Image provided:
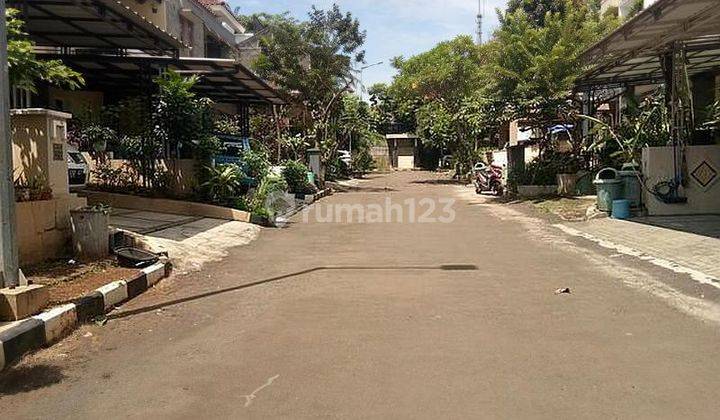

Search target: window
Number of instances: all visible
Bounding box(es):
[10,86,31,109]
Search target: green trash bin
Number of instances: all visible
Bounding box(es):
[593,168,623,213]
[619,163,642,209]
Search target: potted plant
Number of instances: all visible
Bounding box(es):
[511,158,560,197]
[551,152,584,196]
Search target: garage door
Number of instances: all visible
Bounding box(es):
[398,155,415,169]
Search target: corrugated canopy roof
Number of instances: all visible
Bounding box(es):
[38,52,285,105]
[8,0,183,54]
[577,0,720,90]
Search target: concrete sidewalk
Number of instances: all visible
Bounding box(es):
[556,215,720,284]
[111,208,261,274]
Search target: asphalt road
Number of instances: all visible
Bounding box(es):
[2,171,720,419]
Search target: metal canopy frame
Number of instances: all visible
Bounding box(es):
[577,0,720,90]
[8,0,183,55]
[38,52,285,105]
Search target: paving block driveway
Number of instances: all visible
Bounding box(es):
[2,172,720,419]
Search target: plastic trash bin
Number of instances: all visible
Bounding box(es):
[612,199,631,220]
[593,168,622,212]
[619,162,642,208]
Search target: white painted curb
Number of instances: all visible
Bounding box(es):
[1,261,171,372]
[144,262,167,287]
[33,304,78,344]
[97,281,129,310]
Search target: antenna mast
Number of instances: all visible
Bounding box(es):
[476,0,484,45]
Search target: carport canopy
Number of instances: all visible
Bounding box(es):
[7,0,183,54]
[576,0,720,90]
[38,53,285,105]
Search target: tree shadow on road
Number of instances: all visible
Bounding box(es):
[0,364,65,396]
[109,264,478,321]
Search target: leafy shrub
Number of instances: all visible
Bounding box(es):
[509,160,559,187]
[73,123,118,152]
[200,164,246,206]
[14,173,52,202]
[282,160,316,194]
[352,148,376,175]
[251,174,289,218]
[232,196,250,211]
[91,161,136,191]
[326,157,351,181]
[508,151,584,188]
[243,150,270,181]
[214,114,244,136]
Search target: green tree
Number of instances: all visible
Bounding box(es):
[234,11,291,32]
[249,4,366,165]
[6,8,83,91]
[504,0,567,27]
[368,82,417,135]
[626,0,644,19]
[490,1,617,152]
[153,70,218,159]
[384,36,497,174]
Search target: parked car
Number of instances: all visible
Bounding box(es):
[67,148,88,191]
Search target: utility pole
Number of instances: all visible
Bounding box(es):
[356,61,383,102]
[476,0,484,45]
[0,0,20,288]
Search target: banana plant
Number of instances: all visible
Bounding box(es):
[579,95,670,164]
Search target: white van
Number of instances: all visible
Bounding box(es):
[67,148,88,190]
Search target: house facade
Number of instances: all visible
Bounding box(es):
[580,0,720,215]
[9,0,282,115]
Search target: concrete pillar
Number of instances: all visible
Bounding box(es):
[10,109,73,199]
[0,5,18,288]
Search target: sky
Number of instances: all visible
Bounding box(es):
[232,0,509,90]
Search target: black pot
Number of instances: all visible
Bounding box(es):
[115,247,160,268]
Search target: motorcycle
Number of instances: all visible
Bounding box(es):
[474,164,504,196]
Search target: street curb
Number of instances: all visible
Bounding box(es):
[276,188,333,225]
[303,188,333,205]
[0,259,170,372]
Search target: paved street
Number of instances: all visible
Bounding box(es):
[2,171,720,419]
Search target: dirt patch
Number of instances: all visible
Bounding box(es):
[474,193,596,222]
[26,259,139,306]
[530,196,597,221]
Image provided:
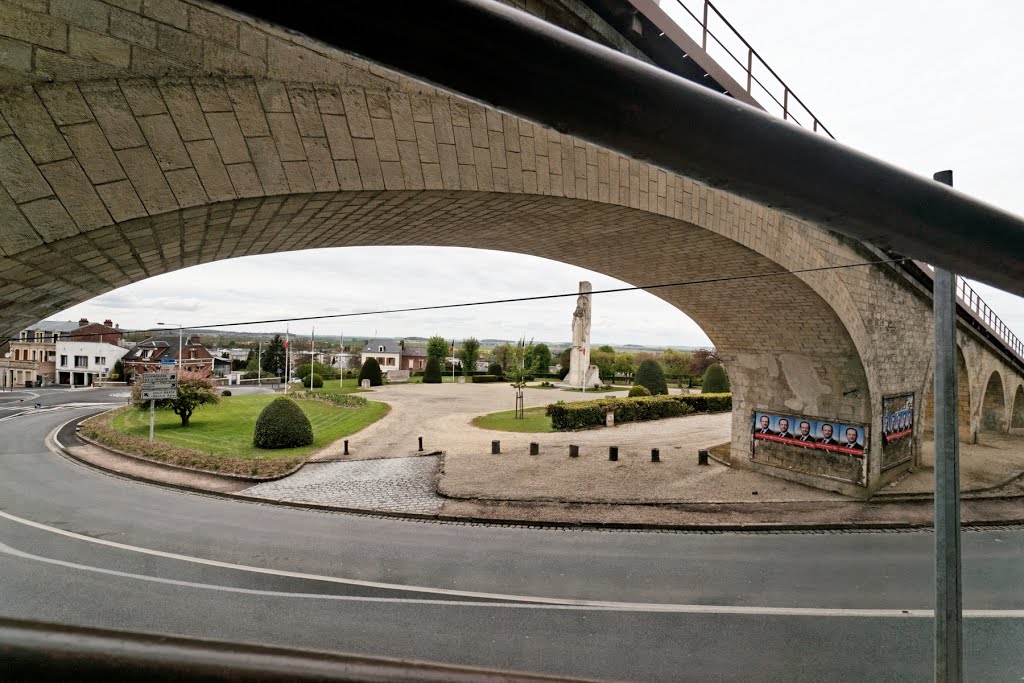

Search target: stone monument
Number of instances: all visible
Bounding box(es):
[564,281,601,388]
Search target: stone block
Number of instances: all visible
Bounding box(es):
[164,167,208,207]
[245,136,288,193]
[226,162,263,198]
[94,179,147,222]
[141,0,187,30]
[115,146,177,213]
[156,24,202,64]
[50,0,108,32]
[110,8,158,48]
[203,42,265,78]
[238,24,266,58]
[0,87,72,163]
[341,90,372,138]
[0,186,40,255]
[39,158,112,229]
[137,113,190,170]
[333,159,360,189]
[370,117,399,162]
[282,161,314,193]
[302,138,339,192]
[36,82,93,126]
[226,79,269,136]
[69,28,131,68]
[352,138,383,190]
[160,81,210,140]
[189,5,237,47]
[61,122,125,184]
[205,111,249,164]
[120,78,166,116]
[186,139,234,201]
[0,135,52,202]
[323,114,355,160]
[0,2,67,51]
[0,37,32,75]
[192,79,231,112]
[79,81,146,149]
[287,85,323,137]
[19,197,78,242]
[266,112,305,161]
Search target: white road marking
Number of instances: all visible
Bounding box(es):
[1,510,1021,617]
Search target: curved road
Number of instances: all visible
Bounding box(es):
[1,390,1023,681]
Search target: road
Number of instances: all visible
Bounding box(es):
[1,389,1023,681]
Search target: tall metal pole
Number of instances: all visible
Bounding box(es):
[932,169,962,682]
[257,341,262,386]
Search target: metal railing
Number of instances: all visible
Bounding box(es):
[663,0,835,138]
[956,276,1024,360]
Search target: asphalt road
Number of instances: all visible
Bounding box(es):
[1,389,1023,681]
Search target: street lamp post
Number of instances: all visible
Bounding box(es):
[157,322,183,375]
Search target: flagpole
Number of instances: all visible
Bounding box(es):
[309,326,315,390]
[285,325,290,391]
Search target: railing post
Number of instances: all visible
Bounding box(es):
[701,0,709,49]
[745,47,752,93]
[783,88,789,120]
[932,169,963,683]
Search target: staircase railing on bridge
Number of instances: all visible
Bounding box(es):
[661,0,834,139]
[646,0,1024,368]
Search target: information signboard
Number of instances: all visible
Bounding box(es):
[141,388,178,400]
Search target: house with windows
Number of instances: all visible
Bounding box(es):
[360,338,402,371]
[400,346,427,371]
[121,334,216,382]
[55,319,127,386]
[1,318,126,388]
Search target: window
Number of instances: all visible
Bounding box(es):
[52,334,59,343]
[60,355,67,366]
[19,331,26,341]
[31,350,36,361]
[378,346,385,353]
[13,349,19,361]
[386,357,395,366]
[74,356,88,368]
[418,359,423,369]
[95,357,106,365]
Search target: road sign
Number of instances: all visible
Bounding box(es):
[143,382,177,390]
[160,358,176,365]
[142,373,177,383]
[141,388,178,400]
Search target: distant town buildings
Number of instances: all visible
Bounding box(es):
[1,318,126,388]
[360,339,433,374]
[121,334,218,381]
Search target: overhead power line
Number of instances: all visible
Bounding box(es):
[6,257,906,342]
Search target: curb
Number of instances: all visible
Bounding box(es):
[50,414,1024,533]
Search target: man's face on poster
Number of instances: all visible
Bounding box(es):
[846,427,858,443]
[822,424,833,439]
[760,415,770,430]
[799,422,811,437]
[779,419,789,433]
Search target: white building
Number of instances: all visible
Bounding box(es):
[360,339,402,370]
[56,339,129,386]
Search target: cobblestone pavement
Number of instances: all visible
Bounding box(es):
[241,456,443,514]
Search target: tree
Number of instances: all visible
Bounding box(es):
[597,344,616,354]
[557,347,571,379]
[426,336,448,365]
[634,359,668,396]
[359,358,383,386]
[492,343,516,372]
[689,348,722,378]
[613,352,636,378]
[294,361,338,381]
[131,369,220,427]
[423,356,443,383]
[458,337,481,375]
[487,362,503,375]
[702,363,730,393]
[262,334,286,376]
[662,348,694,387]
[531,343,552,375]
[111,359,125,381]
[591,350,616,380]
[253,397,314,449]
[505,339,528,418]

> What you need to do
Show each line of the material where the word "trash" occurs.

> Reply
Search target: green trash bin
Search target: plastic trash bin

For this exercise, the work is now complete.